School in Lenox, Massachusetts, US

The Boston University Tanglewood Institute (BUTI) is a summer music training program for students age 10 to 20 in Lenox, Massachusetts, under the auspices of the Boston University College of Fine Arts.

== History ==
BUTI was envisioned in 1965 when Erich Leinsdorf, then music director of the Boston Symphony Orchestra (BSO), invited Edward Stein, dean of the Boston University College of Fine Arts, to create a summer training program for young musicians as an extension to the BSO's Tanglewood Music Center (TMC). BUTI opened for its inaugural season the following June.

Groton Place, the central building on campus, was home to multiple organizations prior to BUTI's residency. Built in 1905 as a summer home for Grenville Lindall Winthrop, it was purchased in 1943 to serve as the home for the Windsor Mountain School. After that the site was used to host the now-defunct Holliston College from 1976 to 1980, after which Boston University purchased the property to operate BUTI.

BUTI celebrated its 50th anniversary season in 2016.

Data listing -
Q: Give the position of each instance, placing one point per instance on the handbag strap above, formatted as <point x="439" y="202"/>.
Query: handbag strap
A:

* * *

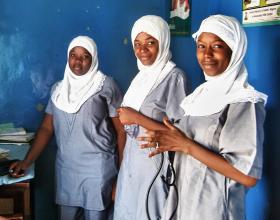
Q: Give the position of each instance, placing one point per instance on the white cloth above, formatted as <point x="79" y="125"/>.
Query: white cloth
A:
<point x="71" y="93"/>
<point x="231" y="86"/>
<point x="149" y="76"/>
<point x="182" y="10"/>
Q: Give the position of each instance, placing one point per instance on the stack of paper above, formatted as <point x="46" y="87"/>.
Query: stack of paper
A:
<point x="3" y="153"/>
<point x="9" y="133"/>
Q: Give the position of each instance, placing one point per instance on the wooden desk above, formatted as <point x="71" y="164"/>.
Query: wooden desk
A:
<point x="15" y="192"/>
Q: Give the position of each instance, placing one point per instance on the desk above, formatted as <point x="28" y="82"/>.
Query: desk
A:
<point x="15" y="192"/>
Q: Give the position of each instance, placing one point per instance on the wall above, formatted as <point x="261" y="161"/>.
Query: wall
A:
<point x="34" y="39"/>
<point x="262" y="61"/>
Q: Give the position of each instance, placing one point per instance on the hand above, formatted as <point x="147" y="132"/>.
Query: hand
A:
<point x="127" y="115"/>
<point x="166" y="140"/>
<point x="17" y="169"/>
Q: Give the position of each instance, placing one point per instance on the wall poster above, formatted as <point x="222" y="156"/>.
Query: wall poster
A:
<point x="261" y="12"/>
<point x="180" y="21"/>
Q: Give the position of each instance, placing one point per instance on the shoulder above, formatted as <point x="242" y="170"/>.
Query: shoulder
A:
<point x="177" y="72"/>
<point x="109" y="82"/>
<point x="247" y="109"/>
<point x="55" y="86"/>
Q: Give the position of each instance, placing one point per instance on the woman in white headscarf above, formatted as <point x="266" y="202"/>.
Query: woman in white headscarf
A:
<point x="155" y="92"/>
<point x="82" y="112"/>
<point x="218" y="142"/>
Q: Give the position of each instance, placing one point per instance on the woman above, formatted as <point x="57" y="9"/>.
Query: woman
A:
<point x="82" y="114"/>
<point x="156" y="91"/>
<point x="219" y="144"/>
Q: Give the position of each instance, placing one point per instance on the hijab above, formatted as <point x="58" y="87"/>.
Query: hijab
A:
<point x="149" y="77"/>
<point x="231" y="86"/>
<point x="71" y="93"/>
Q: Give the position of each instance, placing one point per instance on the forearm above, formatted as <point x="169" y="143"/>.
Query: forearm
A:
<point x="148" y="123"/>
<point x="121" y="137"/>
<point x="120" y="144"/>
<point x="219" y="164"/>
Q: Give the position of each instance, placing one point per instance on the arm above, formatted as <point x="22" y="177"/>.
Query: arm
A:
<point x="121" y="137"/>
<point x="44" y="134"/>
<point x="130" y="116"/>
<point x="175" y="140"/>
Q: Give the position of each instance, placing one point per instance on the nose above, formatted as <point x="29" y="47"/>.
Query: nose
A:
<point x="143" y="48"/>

---

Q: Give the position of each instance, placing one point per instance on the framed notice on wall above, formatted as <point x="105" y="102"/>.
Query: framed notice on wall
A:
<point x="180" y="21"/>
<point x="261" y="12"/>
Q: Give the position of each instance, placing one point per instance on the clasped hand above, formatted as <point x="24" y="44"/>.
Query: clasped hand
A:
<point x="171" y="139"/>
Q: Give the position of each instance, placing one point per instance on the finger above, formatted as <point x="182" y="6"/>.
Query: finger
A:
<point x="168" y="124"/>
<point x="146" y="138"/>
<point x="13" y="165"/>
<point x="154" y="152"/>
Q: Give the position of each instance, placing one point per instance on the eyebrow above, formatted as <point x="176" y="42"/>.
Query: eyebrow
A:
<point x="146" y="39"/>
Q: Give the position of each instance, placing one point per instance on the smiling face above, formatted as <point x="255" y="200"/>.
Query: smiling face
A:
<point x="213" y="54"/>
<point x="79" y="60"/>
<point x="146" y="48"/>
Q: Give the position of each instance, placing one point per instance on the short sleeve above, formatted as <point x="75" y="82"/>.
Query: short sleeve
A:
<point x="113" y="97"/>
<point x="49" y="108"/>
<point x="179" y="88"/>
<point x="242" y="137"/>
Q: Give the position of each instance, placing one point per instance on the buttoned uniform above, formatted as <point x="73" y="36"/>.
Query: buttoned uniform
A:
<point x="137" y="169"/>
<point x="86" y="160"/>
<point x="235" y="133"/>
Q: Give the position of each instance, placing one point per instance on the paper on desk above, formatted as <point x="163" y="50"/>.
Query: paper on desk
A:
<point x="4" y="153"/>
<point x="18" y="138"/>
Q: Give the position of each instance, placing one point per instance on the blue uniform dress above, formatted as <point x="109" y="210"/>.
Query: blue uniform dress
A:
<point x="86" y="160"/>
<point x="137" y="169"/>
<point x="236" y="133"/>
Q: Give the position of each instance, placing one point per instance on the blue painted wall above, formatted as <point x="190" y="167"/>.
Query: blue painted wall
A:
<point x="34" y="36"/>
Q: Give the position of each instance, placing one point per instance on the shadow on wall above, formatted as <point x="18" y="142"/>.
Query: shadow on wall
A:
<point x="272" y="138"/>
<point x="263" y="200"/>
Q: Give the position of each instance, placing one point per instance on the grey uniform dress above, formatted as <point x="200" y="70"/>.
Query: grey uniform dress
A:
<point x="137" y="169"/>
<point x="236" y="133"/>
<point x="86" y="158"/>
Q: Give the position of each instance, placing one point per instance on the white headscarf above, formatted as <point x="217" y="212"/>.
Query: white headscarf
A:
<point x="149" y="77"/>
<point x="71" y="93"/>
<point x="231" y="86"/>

Task description -
Resume the text about the Boston University Tanglewood Institute, starting right after its final sentence. You won't need the data for this.

Answer to the problem -
== Campus ==
BUTI's 64-acre campus is situated at 45 West Street in Lenox, Massachusetts, approximately one mile from the Tanglewood Music Festival. This property contains instructional and practice facilities, a 250-seat proscenium theater, dormitories, administrative offices, and a cafeteria. BUTI also utilizes instructional facilities at Tanglewood, Berkshire Country Day School, and Morris Elementary School, and performance venues including Seiji Ozawa Hall, the Koussevitzky Music Shed, Trinity Episcopal Church, and Church on the Hill.

==Academics==
During June, July, and August, BUTI offers 23 individual programs for strings, woodwinds, brass, percussion, harp, voice, piano, and composition. In mid-June, a series of two-week workshops are offered for flute, oboe, clarinet, bassoon, saxophone, French horn, trumpet, trombone, tuba and euphonium, percussion, violin, viola, cello, double bass, string quartet, and electroacoustic composition. Students attending these programs range in age from 14 to 20. A Junior Strings Intensive, introduced for the first time in summer 2017, is also offered during these two weeks and is for violin, viola, and cello students age 10–13.

Beginning in July a series of longer programs begin, including a three- or six-week Young Artists Piano Program, four-week Young Artists Wind Ensemble, and six-week Young Artists Vocal Program, Young Artists Composition Program, and Young Artists Orchestra. These programs are for students age 14–19 who have not yet begun full-time college study.

BUTI also offers elective courses, including music theory and music history, and a health and wellness series consisting of Feldenkrais Method, yoga, and body mapping.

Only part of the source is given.